**Written instruction:** Update the stretch of material from the line containing "Mark the red traffic" through the line containing "pixel 601 223" so that "vertical banner sign" becomes "hanging banner sign". Return only those lines, with nothing else changed.

**The data:**
+===+

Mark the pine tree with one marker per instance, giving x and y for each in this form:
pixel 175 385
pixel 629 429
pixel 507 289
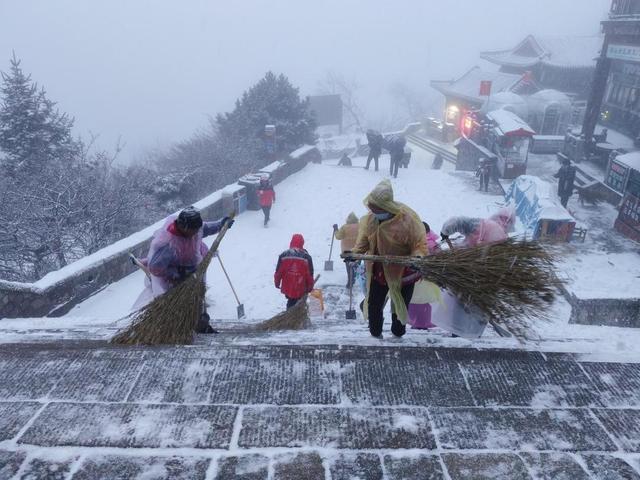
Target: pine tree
pixel 271 101
pixel 32 131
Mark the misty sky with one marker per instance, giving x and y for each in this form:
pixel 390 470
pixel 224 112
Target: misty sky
pixel 152 71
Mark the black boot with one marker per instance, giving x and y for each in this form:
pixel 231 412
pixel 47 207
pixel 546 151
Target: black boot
pixel 397 328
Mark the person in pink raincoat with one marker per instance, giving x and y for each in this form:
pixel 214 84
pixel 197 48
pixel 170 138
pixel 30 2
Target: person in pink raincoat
pixel 175 252
pixel 450 314
pixel 425 293
pixel 480 231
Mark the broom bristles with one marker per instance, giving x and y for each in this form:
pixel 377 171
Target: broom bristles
pixel 171 318
pixel 509 282
pixel 295 318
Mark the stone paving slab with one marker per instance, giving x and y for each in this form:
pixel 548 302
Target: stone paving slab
pixel 120 467
pixel 405 382
pixel 617 384
pixel 348 466
pixel 610 468
pixel 487 428
pixel 355 428
pixel 466 355
pixel 485 466
pixel 32 375
pixel 496 382
pixel 10 463
pixel 417 467
pixel 101 376
pixel 297 466
pixel 554 466
pixel 131 425
pixel 279 382
pixel 47 466
pixel 245 467
pixel 175 379
pixel 624 425
pixel 14 415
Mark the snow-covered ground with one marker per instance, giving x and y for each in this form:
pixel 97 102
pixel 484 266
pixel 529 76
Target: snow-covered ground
pixel 310 202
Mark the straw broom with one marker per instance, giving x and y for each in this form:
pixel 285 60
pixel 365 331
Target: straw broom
pixel 295 318
pixel 171 318
pixel 508 282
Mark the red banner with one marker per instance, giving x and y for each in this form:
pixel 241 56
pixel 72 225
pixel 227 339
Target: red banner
pixel 485 88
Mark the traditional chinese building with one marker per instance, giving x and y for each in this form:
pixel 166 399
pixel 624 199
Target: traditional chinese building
pixel 615 97
pixel 471 91
pixel 560 63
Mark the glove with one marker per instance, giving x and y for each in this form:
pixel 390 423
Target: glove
pixel 184 271
pixel 346 256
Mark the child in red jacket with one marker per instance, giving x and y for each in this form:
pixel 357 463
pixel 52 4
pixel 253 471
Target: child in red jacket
pixel 294 272
pixel 267 197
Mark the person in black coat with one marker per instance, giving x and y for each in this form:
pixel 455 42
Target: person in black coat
pixel 345 161
pixel 395 144
pixel 375 147
pixel 566 176
pixel 483 173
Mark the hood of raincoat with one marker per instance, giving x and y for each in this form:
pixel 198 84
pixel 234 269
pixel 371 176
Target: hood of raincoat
pixel 382 197
pixel 297 241
pixel 352 218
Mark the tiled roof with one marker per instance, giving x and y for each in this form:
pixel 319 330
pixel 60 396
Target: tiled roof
pixel 559 51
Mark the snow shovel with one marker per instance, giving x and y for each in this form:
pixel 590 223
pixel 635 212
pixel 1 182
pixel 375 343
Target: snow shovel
pixel 240 307
pixel 140 265
pixel 351 313
pixel 328 264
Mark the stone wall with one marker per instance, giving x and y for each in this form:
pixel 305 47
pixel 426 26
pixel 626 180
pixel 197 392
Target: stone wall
pixel 612 312
pixel 58 292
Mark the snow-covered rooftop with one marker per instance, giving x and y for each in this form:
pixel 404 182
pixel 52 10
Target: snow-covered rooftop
pixel 509 123
pixel 630 159
pixel 558 51
pixel 467 87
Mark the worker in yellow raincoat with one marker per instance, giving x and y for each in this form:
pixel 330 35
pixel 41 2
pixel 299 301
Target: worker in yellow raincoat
pixel 390 228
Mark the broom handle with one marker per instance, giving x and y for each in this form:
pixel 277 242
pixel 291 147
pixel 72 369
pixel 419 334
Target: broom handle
pixel 139 264
pixel 228 279
pixel 333 235
pixel 394 259
pixel 214 246
pixel 449 243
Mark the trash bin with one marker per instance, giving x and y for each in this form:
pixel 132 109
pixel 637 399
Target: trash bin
pixel 406 158
pixel 251 183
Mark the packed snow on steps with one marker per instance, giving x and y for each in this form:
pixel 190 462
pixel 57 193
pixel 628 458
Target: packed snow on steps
pixel 309 203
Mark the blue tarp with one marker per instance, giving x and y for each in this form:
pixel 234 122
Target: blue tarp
pixel 535 203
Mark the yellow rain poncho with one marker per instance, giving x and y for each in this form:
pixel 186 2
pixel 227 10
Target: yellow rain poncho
pixel 401 235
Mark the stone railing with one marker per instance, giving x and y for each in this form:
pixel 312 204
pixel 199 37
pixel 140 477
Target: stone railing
pixel 57 292
pixel 612 312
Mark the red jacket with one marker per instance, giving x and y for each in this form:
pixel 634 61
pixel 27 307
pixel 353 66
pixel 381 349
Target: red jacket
pixel 294 272
pixel 267 196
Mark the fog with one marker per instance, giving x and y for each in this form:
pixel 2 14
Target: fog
pixel 152 71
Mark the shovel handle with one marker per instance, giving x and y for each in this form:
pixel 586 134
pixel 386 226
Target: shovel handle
pixel 228 279
pixel 333 236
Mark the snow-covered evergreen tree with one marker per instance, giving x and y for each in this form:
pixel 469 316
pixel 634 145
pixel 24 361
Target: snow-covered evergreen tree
pixel 32 131
pixel 271 101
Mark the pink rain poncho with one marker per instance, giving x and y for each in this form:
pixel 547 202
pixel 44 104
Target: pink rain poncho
pixel 480 231
pixel 170 255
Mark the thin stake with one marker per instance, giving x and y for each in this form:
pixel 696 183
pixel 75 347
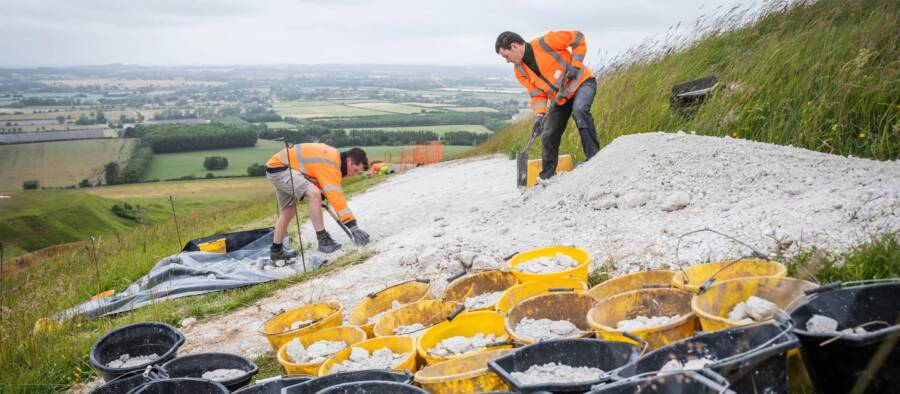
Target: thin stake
pixel 287 149
pixel 177 231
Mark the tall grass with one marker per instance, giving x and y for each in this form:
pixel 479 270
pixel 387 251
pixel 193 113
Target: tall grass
pixel 821 75
pixel 52 361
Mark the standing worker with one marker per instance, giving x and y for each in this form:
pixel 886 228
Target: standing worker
pixel 315 169
pixel 540 66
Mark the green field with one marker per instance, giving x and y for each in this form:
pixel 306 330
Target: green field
pixel 59 163
pixel 176 165
pixel 440 130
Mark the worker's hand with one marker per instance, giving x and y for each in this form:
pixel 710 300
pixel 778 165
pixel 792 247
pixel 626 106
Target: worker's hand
pixel 360 237
pixel 538 125
pixel 571 71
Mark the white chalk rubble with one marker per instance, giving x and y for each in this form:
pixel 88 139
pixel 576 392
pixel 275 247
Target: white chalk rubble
pixel 128 361
pixel 544 329
pixel 543 265
pixel 557 373
pixel 642 322
pixel 360 358
pixel 316 353
pixel 455 346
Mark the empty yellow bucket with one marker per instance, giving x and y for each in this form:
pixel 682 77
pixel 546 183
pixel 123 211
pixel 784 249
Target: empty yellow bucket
pixel 564 164
pixel 713 306
pixel 607 312
pixel 692 277
pixel 580 255
pixel 277 329
pixel 351 335
pixel 467 374
pixel 425 312
pixel 467 325
pixel 479 283
pixel 517 293
pixel 375 303
pixel 570 305
pixel 396 344
pixel 637 280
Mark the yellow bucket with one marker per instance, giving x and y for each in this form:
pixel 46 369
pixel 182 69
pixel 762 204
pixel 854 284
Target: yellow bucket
pixel 517 293
pixel 396 344
pixel 467 325
pixel 692 277
pixel 467 374
pixel 647 302
pixel 580 255
pixel 564 164
pixel 375 303
pixel 351 335
pixel 569 305
pixel 426 313
pixel 637 280
pixel 713 306
pixel 479 283
pixel 277 329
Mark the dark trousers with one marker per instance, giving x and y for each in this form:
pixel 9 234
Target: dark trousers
pixel 579 107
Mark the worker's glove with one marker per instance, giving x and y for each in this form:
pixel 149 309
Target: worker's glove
pixel 571 71
pixel 538 125
pixel 360 237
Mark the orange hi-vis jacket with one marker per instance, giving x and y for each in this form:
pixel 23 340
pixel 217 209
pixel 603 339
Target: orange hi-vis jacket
pixel 321 164
pixel 552 55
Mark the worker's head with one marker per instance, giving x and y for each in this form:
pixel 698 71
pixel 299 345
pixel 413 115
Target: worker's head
pixel 511 46
pixel 356 161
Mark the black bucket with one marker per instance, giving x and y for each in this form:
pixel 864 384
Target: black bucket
pixel 373 387
pixel 181 386
pixel 594 353
pixel 139 339
pixel 124 383
pixel 194 365
pixel 682 382
pixel 321 383
pixel 756 356
pixel 836 367
pixel 273 385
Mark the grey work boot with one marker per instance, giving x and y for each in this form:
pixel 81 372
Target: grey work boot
pixel 278 252
pixel 326 244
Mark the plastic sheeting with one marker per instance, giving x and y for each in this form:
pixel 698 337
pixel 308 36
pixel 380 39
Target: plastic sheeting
pixel 193 272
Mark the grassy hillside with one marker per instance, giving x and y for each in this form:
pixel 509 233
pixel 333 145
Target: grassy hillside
pixel 60 163
pixel 823 76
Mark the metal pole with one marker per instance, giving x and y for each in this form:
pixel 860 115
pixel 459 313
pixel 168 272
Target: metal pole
pixel 287 150
pixel 175 217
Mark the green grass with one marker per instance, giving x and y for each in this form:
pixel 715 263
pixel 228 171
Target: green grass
pixel 822 76
pixel 59 163
pixel 48 362
pixel 175 165
pixel 440 129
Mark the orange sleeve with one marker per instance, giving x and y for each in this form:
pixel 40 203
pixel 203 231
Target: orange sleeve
pixel 562 40
pixel 538 97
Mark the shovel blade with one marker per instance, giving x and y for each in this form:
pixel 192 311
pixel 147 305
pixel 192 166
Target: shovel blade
pixel 521 168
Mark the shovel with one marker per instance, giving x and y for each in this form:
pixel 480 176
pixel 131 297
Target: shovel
pixel 522 156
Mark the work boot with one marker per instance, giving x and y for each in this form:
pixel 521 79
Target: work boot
pixel 326 244
pixel 278 252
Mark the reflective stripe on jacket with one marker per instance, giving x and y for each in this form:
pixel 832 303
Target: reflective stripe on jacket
pixel 321 164
pixel 551 54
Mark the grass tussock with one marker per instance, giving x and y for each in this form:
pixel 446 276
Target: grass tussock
pixel 822 75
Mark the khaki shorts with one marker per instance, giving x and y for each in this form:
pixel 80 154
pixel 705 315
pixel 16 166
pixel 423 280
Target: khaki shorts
pixel 282 182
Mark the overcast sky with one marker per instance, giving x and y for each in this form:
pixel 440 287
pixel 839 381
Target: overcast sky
pixel 239 32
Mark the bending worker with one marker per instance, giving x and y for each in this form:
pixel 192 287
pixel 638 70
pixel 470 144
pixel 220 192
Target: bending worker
pixel 550 71
pixel 316 169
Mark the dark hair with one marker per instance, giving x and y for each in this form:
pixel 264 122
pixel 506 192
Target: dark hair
pixel 506 39
pixel 358 156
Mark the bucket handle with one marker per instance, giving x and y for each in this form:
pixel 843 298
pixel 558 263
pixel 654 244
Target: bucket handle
pixel 456 313
pixel 456 276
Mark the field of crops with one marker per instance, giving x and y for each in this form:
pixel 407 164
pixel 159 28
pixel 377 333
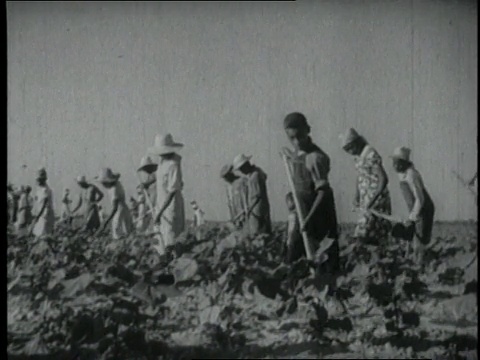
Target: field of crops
pixel 95 298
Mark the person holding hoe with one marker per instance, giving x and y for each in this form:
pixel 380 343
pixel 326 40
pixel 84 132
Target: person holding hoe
pixel 170 205
pixel 371 192
pixel 146 194
pixel 311 167
pixel 236 195
pixel 258 207
pixel 89 198
pixel 24 215
pixel 417 198
pixel 44 221
pixel 120 216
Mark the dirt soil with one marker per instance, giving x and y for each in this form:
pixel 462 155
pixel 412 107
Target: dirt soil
pixel 232 297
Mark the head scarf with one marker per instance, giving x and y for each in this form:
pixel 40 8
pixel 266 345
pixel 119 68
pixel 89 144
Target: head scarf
pixel 295 120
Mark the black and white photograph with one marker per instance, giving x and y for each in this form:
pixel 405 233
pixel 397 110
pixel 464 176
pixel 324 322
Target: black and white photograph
pixel 242 179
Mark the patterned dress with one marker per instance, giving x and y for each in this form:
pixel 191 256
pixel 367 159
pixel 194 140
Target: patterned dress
pixel 369 226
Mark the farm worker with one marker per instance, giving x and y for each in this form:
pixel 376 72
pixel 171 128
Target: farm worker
pixel 473 181
pixel 44 220
pixel 24 215
pixel 170 207
pixel 293 236
pixel 258 207
pixel 122 224
pixel 371 191
pixel 236 194
pixel 311 167
pixel 12 200
pixel 198 214
pixel 133 206
pixel 101 213
pixel 419 202
pixel 66 214
pixel 146 171
pixel 144 218
pixel 89 197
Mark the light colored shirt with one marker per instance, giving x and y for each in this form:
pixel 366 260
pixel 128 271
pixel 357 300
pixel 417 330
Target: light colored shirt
pixel 414 181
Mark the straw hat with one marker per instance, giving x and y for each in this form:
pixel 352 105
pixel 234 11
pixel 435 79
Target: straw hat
pixel 225 170
pixel 42 174
pixel 164 144
pixel 81 180
pixel 240 160
pixel 350 136
pixel 147 165
pixel 107 176
pixel 401 153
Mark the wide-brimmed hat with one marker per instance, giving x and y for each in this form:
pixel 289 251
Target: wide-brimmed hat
pixel 350 136
pixel 81 180
pixel 107 176
pixel 226 169
pixel 240 160
pixel 164 144
pixel 401 153
pixel 147 165
pixel 42 174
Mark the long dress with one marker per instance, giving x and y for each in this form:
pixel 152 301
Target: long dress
pixel 24 215
pixel 419 203
pixel 369 226
pixel 91 217
pixel 310 170
pixel 258 220
pixel 45 224
pixel 169 179
pixel 122 223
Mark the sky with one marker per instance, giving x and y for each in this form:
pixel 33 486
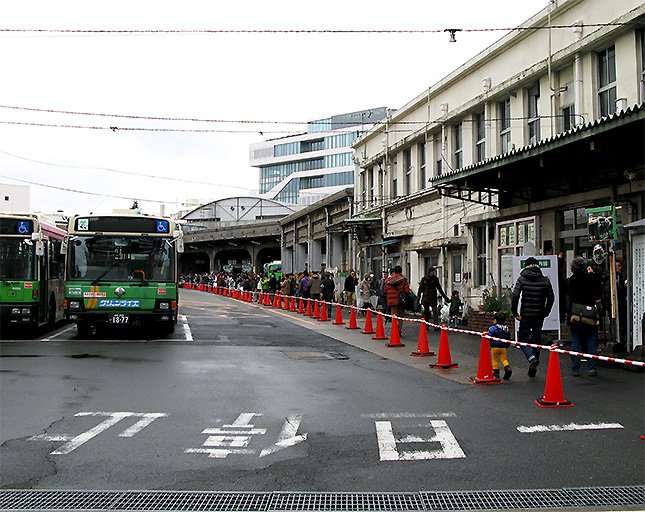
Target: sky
pixel 233 85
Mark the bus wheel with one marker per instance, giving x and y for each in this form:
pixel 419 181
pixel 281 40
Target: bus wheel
pixel 83 329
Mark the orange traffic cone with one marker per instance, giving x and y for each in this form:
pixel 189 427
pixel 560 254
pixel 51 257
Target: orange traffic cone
pixel 553 393
pixel 485 370
pixel 395 335
pixel 443 359
pixel 423 349
pixel 352 320
pixel 323 313
pixel 380 331
pixel 339 315
pixel 369 328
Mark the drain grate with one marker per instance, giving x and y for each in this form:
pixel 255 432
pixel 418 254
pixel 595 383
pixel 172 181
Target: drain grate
pixel 346 501
pixel 185 501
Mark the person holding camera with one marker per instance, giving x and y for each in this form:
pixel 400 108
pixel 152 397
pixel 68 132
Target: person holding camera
pixel 585 290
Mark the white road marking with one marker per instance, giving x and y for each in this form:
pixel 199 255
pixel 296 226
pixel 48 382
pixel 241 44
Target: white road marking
pixel 397 415
pixel 56 335
pixel 288 435
pixel 112 419
pixel 449 447
pixel 187 332
pixel 568 427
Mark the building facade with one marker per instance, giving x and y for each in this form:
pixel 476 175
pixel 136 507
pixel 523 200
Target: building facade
pixel 304 168
pixel 505 156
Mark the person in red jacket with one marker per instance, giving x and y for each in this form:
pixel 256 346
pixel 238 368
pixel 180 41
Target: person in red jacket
pixel 394 285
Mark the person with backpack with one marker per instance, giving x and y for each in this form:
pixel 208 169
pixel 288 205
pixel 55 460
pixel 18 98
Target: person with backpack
pixel 395 286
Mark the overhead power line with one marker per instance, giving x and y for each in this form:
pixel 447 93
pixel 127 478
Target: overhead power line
pixel 120 171
pixel 300 30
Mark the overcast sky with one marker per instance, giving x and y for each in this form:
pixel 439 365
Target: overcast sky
pixel 265 77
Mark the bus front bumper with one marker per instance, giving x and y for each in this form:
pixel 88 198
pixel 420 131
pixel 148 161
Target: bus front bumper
pixel 18 314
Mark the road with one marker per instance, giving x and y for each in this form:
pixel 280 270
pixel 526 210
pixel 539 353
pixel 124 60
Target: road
pixel 244 398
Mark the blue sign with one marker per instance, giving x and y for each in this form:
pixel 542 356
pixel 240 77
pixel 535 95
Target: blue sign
pixel 118 303
pixel 24 227
pixel 162 226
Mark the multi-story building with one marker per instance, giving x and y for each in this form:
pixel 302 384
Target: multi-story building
pixel 304 168
pixel 504 155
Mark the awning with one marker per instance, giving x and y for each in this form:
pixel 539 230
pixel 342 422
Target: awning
pixel 392 241
pixel 587 157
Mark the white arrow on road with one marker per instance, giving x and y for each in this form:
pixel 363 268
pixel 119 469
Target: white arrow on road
pixel 287 436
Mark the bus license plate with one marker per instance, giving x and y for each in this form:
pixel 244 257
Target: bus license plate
pixel 119 318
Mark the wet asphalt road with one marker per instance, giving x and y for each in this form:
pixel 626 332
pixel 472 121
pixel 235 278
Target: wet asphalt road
pixel 246 399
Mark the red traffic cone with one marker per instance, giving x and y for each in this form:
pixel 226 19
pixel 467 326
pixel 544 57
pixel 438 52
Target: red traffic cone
pixel 553 393
pixel 339 315
pixel 485 370
pixel 443 359
pixel 352 320
pixel 323 313
pixel 423 349
pixel 395 335
pixel 369 328
pixel 380 331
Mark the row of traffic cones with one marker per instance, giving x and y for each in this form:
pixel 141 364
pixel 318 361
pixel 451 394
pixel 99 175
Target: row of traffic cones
pixel 553 392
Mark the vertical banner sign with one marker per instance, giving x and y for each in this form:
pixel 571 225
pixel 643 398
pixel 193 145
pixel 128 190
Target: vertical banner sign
pixel 549 267
pixel 601 223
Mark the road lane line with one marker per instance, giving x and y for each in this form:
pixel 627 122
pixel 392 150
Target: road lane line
pixel 187 332
pixel 56 335
pixel 567 427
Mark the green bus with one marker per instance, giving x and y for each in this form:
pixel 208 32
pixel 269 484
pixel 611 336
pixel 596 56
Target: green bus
pixel 121 270
pixel 31 270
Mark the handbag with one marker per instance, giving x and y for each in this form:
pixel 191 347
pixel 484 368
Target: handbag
pixel 584 314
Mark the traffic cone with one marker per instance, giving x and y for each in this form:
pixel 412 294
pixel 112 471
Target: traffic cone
pixel 423 350
pixel 369 328
pixel 352 320
pixel 380 331
pixel 395 335
pixel 323 313
pixel 443 359
pixel 553 393
pixel 485 370
pixel 339 315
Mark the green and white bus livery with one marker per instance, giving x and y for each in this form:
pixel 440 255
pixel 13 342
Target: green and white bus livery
pixel 31 270
pixel 122 270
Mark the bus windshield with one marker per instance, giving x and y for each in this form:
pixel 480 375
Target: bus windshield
pixel 17 259
pixel 117 258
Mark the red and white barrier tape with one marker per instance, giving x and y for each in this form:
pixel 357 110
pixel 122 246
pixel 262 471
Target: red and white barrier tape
pixel 551 348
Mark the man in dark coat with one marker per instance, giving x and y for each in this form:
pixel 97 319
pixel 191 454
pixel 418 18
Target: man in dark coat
pixel 427 293
pixel 537 299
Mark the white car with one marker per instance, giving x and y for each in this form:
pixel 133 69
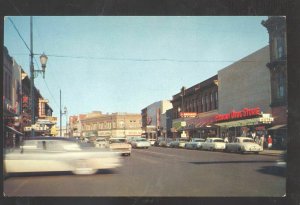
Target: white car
pixel 119 144
pixel 243 144
pixel 213 144
pixel 195 143
pixel 53 154
pixel 140 143
pixel 101 142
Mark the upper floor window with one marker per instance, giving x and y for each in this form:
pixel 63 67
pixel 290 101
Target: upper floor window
pixel 279 47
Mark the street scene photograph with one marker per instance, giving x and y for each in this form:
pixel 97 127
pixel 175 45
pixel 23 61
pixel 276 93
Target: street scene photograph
pixel 145 106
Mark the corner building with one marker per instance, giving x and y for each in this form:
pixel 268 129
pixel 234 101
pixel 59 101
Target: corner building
pixel 244 97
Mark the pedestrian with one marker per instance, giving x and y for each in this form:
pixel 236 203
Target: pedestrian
pixel 270 142
pixel 262 140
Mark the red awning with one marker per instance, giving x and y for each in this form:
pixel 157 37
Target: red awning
pixel 199 122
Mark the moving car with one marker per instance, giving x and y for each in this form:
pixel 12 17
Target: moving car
pixel 243 144
pixel 195 143
pixel 101 142
pixel 119 144
pixel 178 143
pixel 140 143
pixel 213 144
pixel 152 141
pixel 53 154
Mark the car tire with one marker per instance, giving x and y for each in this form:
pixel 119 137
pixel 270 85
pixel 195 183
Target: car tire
pixel 240 151
pixel 81 168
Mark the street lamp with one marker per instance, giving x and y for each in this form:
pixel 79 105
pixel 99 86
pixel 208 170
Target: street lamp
pixel 61 114
pixel 33 74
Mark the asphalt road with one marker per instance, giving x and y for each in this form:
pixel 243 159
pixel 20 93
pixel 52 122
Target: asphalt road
pixel 164 172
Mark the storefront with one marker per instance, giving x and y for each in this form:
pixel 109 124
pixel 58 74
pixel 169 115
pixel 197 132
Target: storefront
pixel 202 126
pixel 247 122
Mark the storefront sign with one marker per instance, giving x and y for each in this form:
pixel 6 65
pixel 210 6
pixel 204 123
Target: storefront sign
pixel 187 114
pixel 246 112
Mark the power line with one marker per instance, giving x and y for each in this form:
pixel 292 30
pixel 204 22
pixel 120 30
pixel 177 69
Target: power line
pixel 19 34
pixel 33 57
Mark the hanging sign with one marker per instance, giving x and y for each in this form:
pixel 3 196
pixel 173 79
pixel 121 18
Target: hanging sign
pixel 246 112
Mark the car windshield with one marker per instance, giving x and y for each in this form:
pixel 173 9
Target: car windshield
pixel 248 140
pixel 119 140
pixel 218 140
pixel 199 140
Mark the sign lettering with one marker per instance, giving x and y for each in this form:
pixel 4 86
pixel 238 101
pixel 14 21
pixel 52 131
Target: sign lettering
pixel 246 112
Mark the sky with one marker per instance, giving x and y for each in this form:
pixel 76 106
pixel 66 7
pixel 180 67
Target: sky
pixel 123 64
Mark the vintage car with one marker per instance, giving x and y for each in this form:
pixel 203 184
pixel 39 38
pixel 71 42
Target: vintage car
pixel 119 144
pixel 101 142
pixel 195 143
pixel 213 144
pixel 178 143
pixel 54 154
pixel 140 143
pixel 243 144
pixel 152 141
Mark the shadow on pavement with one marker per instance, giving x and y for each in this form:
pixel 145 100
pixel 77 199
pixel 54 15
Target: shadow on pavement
pixel 64 173
pixel 273 170
pixel 233 162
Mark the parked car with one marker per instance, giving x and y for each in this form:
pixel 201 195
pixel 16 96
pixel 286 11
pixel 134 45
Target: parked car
pixel 178 143
pixel 195 143
pixel 140 143
pixel 53 154
pixel 101 142
pixel 243 144
pixel 152 141
pixel 213 144
pixel 120 145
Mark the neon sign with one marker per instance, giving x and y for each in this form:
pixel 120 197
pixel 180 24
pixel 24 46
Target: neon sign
pixel 246 112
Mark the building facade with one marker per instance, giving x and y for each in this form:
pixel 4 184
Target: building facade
pixel 154 119
pixel 277 66
pixel 244 97
pixel 97 124
pixel 12 92
pixel 194 110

+===+

**The reply:**
Mark the red traffic cone with one marker per instance, giving x and y for each in this form:
pixel 226 19
pixel 467 326
pixel 544 57
pixel 438 52
Target: red traffic cone
pixel 553 393
pixel 339 315
pixel 485 370
pixel 443 359
pixel 352 320
pixel 323 313
pixel 423 349
pixel 395 335
pixel 369 328
pixel 380 331
Mark the row of traffic cones with one marker per instance, giving x and y for each in this form:
pixel 141 364
pixel 318 361
pixel 451 394
pixel 99 175
Target: row of traffic cones
pixel 553 392
Mark the hanging banner sign with one marker per instance, giving x and y for each in this form:
pixel 571 225
pixel 643 398
pixel 193 145
pixel 128 190
Target: hanging banner sign
pixel 549 267
pixel 601 223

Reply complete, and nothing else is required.